### Source extract
[BEGIN]

# Proof that DeX is affiliated with RCI



## youppi (Aug 2, 2021)

From the translation of the Marriott 2nd quarter conference call (https://www.fool.com/earnings/call-...tt-vacations-worldwide-corp-vac-q2-2021-earn/ or https://ir.marriottvacationsworldwide.com/static-files/b2ad5679-d348-488a-8a95-2528281856f6)

*Charles Patrick Scholes* -- _Truist Securities -- Analyst_

Okay. That's very helpful. I just want to make sure we're all modeling that correctly. And then related -- somewhat related for '22, how should we think about the ongoing earnings hit in the -- from -- you lost a corporate client in the RCI membership. How should we think about that earnings hit? And then also from member loss over the past 1.5 years, I guess, again, as compared to sort of what it was in 2019.

*Stephen P. Weisz* -- _Chief Executive Officer_

Yes. Patrick, this is Steve. I think you're referring to the Diamond transition from Interval to RCI, correct?

*Charles Patrick Scholes* -- _Truist Securities -- Analyst_

Yes, that -- yes, correct that. And if you and lost members over the past 1.5 years, what is sort of the run rate so we can sort of match it up [Indecipherable] expectations year 2019 again. Thank you.

[END]

### Data section
[BEGIN]

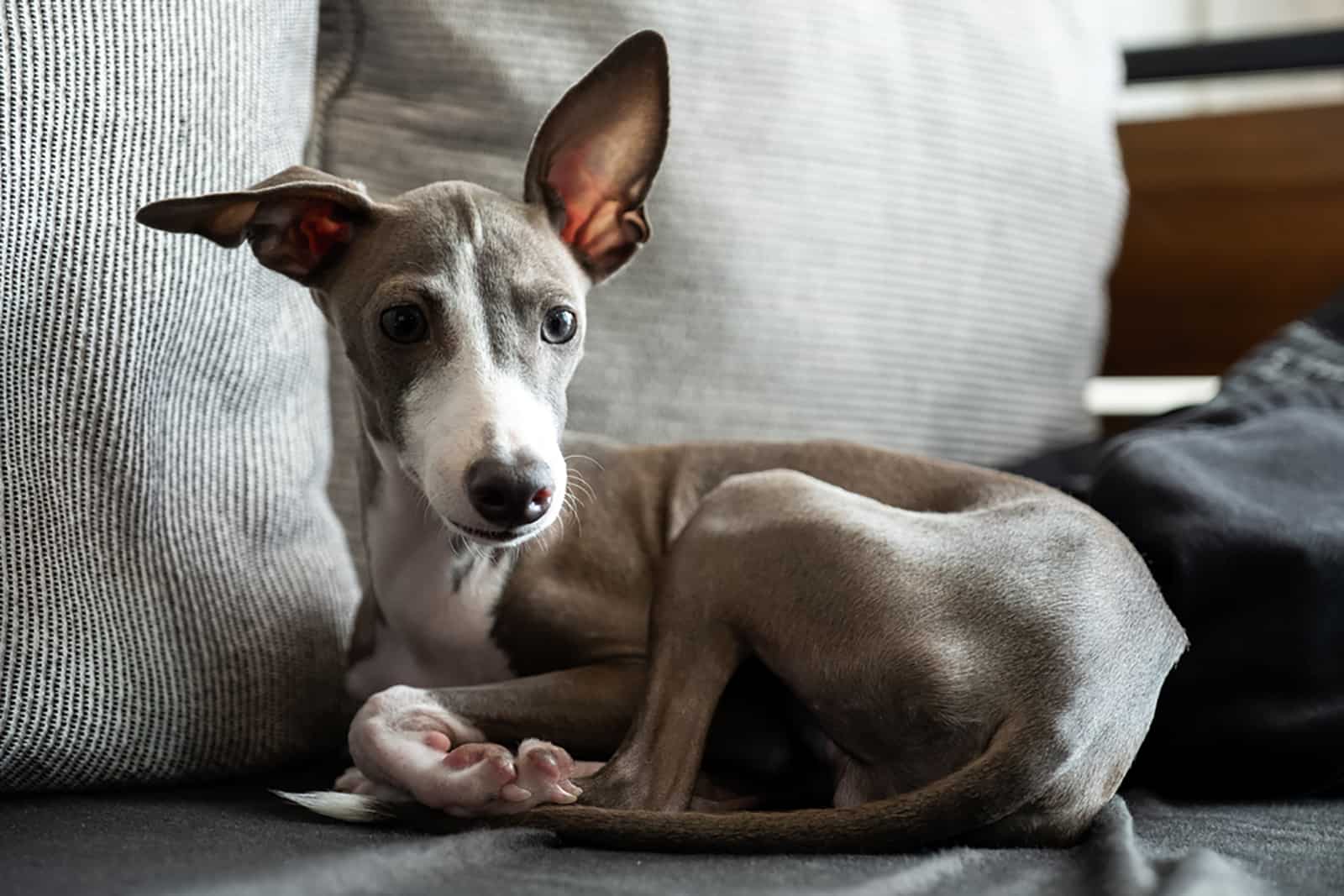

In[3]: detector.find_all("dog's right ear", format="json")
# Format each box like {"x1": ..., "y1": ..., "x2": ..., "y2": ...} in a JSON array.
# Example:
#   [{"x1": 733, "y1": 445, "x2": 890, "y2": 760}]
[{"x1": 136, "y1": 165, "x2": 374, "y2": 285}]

[END]
[BEGIN]

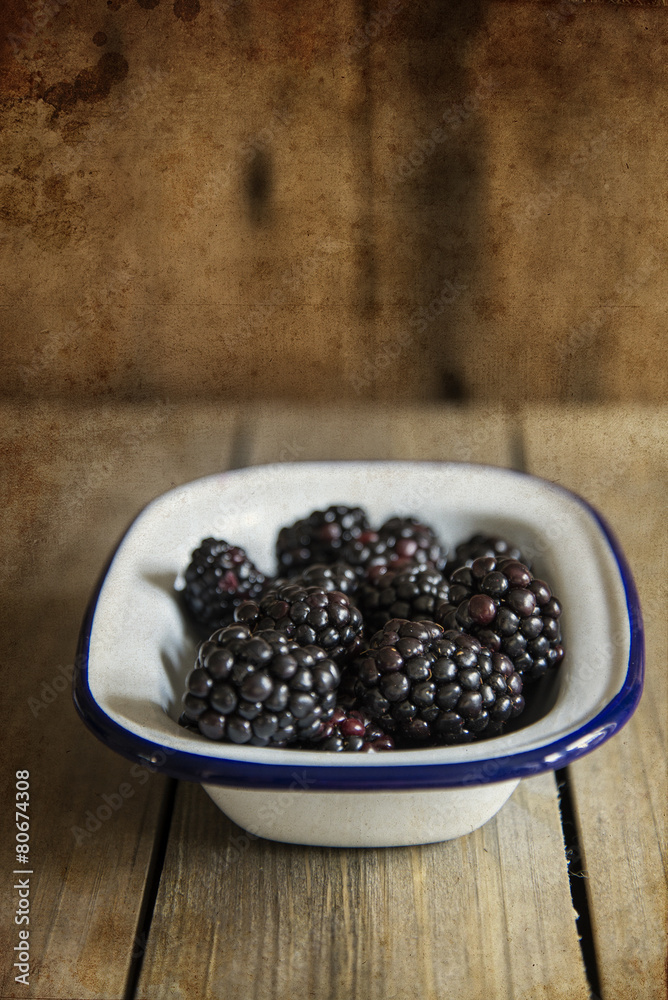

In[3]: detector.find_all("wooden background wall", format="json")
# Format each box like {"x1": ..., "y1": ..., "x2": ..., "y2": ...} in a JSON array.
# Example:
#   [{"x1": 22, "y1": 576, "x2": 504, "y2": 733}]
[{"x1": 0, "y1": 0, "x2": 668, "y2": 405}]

[END]

### Exercise instructions
1. In the forum post about DeX and RCI, what transition does the chief executive ask whether the analyst means?
2. What are all the company and organization names that appear in the forum post about DeX and RCI?

### Task results
1. The Diamond transition from Interval to RCI.

2. DeX, RCI, Marriott, Truist Securities, Diamond, Interval